[EXERCISE GOAL] Each entry in the listing below should be restated word for word.

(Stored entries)
============================================================

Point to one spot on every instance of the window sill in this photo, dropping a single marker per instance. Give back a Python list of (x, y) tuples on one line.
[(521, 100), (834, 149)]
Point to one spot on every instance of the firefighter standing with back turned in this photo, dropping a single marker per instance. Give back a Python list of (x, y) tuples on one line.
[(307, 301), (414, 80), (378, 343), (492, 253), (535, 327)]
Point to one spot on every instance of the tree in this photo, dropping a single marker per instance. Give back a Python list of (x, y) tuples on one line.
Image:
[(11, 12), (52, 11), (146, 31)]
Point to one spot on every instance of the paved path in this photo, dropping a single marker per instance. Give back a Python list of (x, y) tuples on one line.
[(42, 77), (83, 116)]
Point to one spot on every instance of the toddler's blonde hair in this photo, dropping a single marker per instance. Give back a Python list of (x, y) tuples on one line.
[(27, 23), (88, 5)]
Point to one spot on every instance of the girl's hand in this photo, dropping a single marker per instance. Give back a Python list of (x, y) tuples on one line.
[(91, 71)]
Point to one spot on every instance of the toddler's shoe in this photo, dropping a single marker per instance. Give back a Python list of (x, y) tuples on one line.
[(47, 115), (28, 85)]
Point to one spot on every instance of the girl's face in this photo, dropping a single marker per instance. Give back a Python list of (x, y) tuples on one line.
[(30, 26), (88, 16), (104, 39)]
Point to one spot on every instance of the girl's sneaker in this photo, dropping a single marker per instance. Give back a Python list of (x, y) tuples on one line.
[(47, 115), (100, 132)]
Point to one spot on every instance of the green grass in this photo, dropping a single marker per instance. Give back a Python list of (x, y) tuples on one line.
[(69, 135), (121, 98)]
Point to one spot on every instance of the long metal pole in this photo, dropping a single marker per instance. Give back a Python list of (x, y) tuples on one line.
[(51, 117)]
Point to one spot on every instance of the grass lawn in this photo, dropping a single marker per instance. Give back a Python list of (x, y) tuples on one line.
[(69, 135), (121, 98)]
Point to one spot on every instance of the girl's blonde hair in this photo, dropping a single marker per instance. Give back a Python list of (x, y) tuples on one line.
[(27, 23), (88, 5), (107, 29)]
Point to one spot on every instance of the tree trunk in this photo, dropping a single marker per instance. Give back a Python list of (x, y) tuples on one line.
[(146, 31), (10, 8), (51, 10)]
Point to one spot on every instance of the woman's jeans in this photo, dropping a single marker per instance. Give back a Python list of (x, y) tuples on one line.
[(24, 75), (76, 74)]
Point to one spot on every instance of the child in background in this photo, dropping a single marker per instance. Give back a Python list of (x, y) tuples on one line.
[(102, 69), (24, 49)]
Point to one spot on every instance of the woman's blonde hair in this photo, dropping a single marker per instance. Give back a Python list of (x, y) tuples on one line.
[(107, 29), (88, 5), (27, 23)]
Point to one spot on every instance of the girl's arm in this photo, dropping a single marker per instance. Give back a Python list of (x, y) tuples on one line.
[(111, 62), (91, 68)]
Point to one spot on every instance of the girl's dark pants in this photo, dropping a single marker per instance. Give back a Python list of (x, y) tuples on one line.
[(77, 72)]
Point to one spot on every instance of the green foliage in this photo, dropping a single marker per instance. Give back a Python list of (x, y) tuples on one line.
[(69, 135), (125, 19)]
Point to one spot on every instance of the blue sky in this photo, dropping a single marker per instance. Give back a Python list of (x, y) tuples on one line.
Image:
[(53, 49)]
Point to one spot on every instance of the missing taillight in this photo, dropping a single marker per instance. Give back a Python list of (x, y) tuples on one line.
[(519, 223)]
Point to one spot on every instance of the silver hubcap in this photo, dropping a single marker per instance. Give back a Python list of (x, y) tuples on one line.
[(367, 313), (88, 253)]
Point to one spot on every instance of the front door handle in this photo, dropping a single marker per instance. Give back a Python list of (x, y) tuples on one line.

============================================================

[OUTPUT BELOW]
Point to one spot on every instance of the window sill in this photo, dropping a single marker per instance. Give back a Python list of (x, y) tuples on one line.
[(521, 100), (834, 149)]
Point to one spot on every instance of the firefighter standing with back turned in this photo, dropping a single marker per instance. Give back a Python list of (x, y) tuples on one line.
[(307, 301), (414, 80), (378, 343), (492, 253), (535, 327)]
Point to one spot on every instance of the tree in this photo, dropping a single marker per instance. Give back a Python list of (x, y) tuples on one line.
Image:
[(11, 12), (52, 11), (146, 31)]
Point to one spot on every instance of the paved path in this photo, dropping a single marker per instance. Give back a Python list of (x, y) tuples on one line.
[(42, 77), (83, 116)]
Point to one spot on every instance of the toddler's blonde hair in this photo, dropping a single marker per instance. Give back a Python list of (x, y) tuples on one line.
[(27, 23), (88, 5)]
Point to one spot on every instance of the girl's hand in this photo, dropping a single marker per instance. Give back a Python list of (x, y) tuples on one line.
[(91, 71)]
Point to one spot on every instance of the toddler's shoe in this photo, dropping a single marker per instance. Give back a Python list of (x, y) tuples on one line.
[(47, 115), (28, 85)]
Point to one spot on every instance of the girl's face in this photo, dropping a single marker per instance. Give back a Python list of (x, y) tuples on one line.
[(30, 26), (88, 16), (104, 39)]
Point to one spot on every instance of the girl's sneaker in this photo, dropping a single marker per instance. Give back a Python list of (x, y) tuples on one line.
[(47, 115), (100, 132)]
Point to one spot on every instance of the green grass in this photo, dropping a single marker per instance. Give back a Python list of (x, y) tuples on one line.
[(69, 135), (121, 98)]
Point to one spot on every instance of the long metal pole in this photo, dropping a single marker per instance. Give back a Python list of (x, y) tuples on one line.
[(51, 117)]
Point to one spot on every instance of the grass lawn in this photo, dropping a single marker per instance. Give back a Python list of (x, y) tuples on one line.
[(69, 135), (121, 98)]
Point to one spot on every instance of the girl's blonde hair in this photo, dropping a single marker per instance. Give back a Python list of (x, y) tuples on one line.
[(27, 23), (88, 5), (107, 29)]
Point to one spot on every instance of the tree trunk in this photo, dropping a single marker per instance. Give back a Python list of (x, y) tuples on one line.
[(146, 31), (10, 8), (51, 10)]
Point to one spot on every instance of the woman's jeans in this photo, dropping a single marker per instance. Give back a Python list of (x, y) tuples on one line.
[(24, 75), (76, 74)]
Point to one spot on every instance of the child in background in this photo, dropping a single marker per instance. Give back a Python list of (x, y) tuples on one line.
[(102, 69), (24, 49)]
Point to one spot on every instance of the woman's blonde hair in this photo, dropping a single marker per instance. Give back a Python list of (x, y) tuples on one line.
[(107, 29), (88, 5), (27, 23)]
Point to one spot on every instance of the girl's arm in this photo, dropping a single marker per instance. Give back a Python list of (x, y) tuples on one line.
[(111, 62), (91, 68)]
Point to one spot on every instance of the girl's dark pants in this photo, dropping a single marker per instance. Give back a Python list of (x, y) tuples on one line.
[(77, 72)]
Point to one spot on every instance of the green foliage in this photo, dropping a single marker per instance. Give back a Python list of (x, y) tuples on one line.
[(69, 135), (125, 19)]
Point to one spot on every instance of the blue sky in this photo, dropping a single marker per instance. Give back a Python list of (x, y) tuples on one line.
Image:
[(53, 49)]
Point to one spot on every instance of the missing taillight in this photo, dropping a single marker per instance. Give back a Python list of (x, y) tuples on one line.
[(519, 223)]
Point to one spot on every instance of the silver hubcap in this photo, dropping a single marker per instance. Give back a Python list of (x, y) tuples on one line.
[(367, 313), (88, 253)]
Point to one spot on every instance of the front door handle in this photo, dropping a single marker per instance. Give back a Python list of (x, y) tuples on one line.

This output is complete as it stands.